# Do this
Find every line in the rows below that contains the string "Target" and copy each of those lines. The match is case-sensitive.

# Excerpted records
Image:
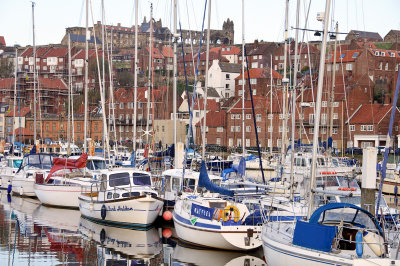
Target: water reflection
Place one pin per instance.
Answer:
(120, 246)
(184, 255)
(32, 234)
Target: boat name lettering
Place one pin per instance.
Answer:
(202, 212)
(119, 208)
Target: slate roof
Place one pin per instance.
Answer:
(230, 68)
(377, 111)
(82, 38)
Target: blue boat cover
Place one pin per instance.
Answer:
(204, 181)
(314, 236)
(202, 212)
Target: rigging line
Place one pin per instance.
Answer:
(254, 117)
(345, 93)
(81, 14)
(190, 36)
...
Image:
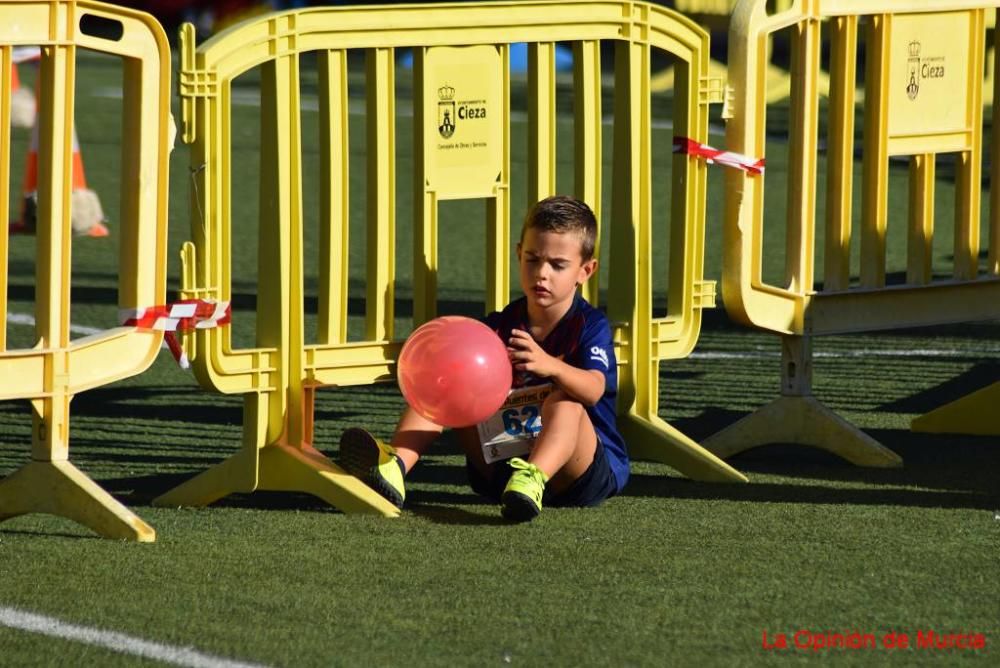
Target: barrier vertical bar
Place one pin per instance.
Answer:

# Solution for this exercise
Target: water reflection
Target: boat name lettering
Target: slate roof
Target: blue boat cover
Target: rigging line
Target: barrier vertical bar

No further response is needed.